### Challenge
Reproduce every one of the records below word for word, keeping all of their lines.

Dataset excerpt:
● ● ● ● ●

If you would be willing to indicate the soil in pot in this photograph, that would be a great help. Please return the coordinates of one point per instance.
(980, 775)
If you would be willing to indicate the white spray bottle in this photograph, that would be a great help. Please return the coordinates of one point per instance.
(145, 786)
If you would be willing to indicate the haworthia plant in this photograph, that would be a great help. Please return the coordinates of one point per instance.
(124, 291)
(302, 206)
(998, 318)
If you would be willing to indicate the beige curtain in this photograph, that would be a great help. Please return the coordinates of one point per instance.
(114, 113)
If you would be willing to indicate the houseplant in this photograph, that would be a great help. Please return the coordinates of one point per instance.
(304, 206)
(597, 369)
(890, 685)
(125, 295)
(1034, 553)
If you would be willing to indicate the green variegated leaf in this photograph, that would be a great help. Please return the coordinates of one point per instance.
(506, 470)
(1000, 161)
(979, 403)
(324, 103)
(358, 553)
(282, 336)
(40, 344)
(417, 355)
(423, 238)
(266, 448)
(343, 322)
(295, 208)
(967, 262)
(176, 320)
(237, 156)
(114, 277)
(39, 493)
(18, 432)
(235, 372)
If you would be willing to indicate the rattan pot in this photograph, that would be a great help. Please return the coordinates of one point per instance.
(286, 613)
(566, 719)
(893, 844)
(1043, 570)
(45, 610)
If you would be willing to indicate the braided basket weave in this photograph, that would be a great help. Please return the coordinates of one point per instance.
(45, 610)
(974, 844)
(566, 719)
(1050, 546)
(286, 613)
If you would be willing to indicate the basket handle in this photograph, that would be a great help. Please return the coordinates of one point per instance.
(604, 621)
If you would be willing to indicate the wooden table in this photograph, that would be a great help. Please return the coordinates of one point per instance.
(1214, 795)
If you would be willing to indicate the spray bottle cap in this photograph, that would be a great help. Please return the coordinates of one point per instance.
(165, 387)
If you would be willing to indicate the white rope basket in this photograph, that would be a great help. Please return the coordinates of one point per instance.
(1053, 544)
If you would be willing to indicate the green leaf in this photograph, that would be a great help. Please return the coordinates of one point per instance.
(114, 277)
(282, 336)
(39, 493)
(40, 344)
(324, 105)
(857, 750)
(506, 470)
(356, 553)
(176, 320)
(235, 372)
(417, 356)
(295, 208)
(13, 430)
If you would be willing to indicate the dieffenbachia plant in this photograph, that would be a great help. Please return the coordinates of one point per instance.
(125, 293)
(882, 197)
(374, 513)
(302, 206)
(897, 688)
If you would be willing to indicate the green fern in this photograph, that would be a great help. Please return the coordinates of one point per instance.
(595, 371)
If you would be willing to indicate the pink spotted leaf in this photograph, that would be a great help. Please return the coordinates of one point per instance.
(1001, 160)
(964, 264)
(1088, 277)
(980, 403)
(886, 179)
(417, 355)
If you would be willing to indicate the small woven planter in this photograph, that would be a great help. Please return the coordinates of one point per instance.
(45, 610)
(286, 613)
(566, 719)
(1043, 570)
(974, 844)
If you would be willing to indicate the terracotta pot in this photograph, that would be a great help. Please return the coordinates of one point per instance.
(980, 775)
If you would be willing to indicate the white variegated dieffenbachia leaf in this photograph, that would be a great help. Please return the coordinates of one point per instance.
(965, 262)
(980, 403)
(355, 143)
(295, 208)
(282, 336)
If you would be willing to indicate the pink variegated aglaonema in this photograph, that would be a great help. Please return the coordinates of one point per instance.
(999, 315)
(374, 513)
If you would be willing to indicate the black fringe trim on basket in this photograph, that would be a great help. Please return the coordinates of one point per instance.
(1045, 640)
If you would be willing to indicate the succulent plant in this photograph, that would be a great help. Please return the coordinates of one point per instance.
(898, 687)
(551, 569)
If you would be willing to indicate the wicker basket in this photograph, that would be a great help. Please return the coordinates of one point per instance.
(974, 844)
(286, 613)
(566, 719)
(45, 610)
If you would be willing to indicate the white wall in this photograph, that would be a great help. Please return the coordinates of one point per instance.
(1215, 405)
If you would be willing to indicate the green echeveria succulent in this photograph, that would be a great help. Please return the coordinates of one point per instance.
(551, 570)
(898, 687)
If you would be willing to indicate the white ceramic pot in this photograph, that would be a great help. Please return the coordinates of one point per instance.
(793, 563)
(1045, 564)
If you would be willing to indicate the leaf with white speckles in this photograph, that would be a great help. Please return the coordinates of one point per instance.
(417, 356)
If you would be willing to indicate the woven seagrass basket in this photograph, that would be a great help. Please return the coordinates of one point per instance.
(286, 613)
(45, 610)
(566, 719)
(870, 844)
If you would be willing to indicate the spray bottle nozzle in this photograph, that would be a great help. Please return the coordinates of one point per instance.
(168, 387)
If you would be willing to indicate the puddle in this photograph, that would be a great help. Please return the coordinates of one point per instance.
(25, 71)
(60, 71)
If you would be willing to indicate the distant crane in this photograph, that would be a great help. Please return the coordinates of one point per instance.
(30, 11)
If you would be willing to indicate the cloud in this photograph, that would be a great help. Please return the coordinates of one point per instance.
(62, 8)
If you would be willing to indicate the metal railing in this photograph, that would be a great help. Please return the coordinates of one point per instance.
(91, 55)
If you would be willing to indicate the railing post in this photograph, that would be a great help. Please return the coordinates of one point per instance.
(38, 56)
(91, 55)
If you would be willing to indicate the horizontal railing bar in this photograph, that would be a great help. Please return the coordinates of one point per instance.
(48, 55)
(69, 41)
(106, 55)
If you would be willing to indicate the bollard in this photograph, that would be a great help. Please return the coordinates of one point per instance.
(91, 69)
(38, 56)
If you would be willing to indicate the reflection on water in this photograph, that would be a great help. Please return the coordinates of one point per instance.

● ● ● ● ●

### Output of the exercise
If you would be willing to indicate the soil in pot in this photograph, that would be a great help. Please return the coordinates of one point per instance.
(980, 775)
If you would be willing to indicate the white spray bottle in this photograph, that would be a great help. Please return the coordinates of one point per instance.
(145, 786)
If you would be willing to indicate the haworthia plant in this photograph, that would be a great help. Please return the coordinates of one point per instance.
(124, 291)
(302, 206)
(998, 318)
If you would be willing to indicate the beige curtain in this photograph, that would be a great help. Please return the coordinates of one point per instance.
(114, 113)
If you would be willing to indicate the houseplant in this photograph, that would be a great help. Please return the coordinates of one point per instance.
(304, 206)
(597, 369)
(890, 685)
(125, 295)
(1034, 553)
If you would be willing to indicate the green variegated leaf in this photograph, that would be a great help. Please return the coordinates of one point per instance.
(506, 470)
(1000, 161)
(979, 403)
(324, 103)
(358, 553)
(282, 336)
(40, 344)
(417, 355)
(423, 238)
(266, 448)
(343, 322)
(295, 208)
(967, 262)
(176, 320)
(237, 156)
(114, 277)
(39, 493)
(18, 432)
(235, 372)
If you would be willing to indicate the rattan pot in this photograph, that would be a great help. Please return the coordinates of one point per instance.
(286, 613)
(566, 719)
(893, 844)
(1043, 570)
(45, 610)
If you would be willing to indicate the braided basket weave in this photograph, that would be a great help. Please return the coordinates of one point per instance.
(45, 610)
(974, 844)
(566, 719)
(1050, 546)
(286, 613)
If you would be willing to indicate the basket handle in this photograph, that would be a great help. Please return the coordinates of one point per instance.
(604, 621)
If you would be willing to indicate the wooden table in this photograph, that would be a great help. Please return the coordinates of one point per instance.
(1214, 795)
If you would be willing to indicate the spray bottle cap in this photograph, that would be a great help. Please return the coordinates of one point per instance.
(165, 387)
If you would be willing to indicate the white rope basket in this photograph, that would be a great help. Please return the coordinates of one point per instance.
(1053, 544)
If you would be willing to indicate the green leaf in this photograph, that would be a great help. Please return the coordinates of one point per instance.
(114, 277)
(282, 336)
(39, 493)
(40, 344)
(324, 105)
(857, 750)
(506, 470)
(356, 553)
(176, 320)
(235, 372)
(417, 356)
(295, 208)
(13, 430)
If you would be willing to indicate the dieffenbachia plant in this photograph, that would be a great help. Please return the coordinates of one point per instance.
(125, 293)
(882, 197)
(374, 513)
(302, 206)
(897, 688)
If you would be willing to indicate the green fern in this photograph, that would be a great help. Please return the coordinates of one point per instance.
(595, 371)
If you would be willing to indicate the pink spotted leaf in this photograph, that would be a great help. Please return the coordinates of one point per instance.
(1001, 160)
(964, 264)
(1088, 277)
(980, 403)
(886, 179)
(417, 355)
If you would be willing to indicate the small woven planter in this photograph, that would be a great help. Please return the coordinates of one point per instance.
(45, 610)
(286, 613)
(566, 719)
(1043, 570)
(974, 844)
If you would be willing to indicate the terracotta pot in this photograph, that would be a great help. Please return the coordinates of one point per instance.
(980, 775)
If you would be willing to indicate the white variegated dieffenbachia leaf in this photograph, that would be a great help. Please return the coordinates of one point per instance.
(965, 262)
(980, 403)
(355, 143)
(295, 208)
(282, 336)
If you would be willing to indicate the pink variegated aglaonema in this photograph, that would be a great help. Please return the coordinates of one point per instance.
(999, 315)
(374, 513)
If you would be willing to indicate the black fringe trim on basket in this photograph, that would be a great help. Please return the coordinates of one point per instance.
(1045, 640)
If you would be willing to indicate the succulent plant in this photograph, that would be a great help. Please return the coordinates of one point per instance.
(898, 687)
(551, 569)
If you would be willing to indicate the wicker basket in this photograph, that would be a great help. Please return the coordinates of one point per instance.
(974, 844)
(286, 613)
(566, 719)
(45, 610)
If you would be willing to indicate the white wall in this photograph, that would be a great help. Please return the coordinates of one point per instance.
(1215, 405)
If you would be willing to indicate the green echeveria succulent in this photograph, that would be a great help. Please return the coordinates of one point per instance.
(551, 570)
(898, 687)
If you would be willing to indicate the white ceramic pot in this photograph, that would be a great help. Please return the coordinates of one point per instance.
(793, 563)
(1045, 564)
If you would be willing to indicate the leaf with white speckles in this photograph, that would be a great help. Please return the coordinates of one point per instance.
(417, 356)
If you would be willing to indicate the woven seagrass basket in this photograph, that would be a great help. Please return the coordinates of one point per instance.
(286, 613)
(45, 610)
(566, 719)
(870, 844)
If you would be willing to indicate the spray bottle nozzle in this photograph, that would be a great help. Please return the coordinates of one point per instance.
(168, 387)
If you would be willing to indicate the puddle in this photograph, that would be a great help. Please return the coordinates of one point per instance.
(25, 71)
(60, 71)
If you would be willing to indicate the distant crane in this photograph, that would be a great help. Please return the coordinates of one point per instance.
(30, 11)
If you would be willing to indicate the cloud in this photograph, that would be a great help. Please return the coordinates of one point per instance.
(62, 8)
If you would be willing to indicate the metal railing in this photograph, that would be a great help. Please return the coordinates of one point per instance.
(91, 55)
If you would be willing to indicate the railing post in this photograph, that would be a great help. Please return the coordinates of one point per instance.
(38, 56)
(91, 55)
If you would be willing to indicate the horizontal railing bar in this photograph, that would be a great help. Please return the coordinates of one point per instance.
(48, 55)
(69, 41)
(106, 55)
If you would be willing to indicate the bollard in this photograph, that would be a great help. Please return the coordinates of one point per instance.
(91, 69)
(38, 56)
If you would be willing to indicate the reflection on water in this photograph, that would be a great help. Please return the coordinates of one point per instance.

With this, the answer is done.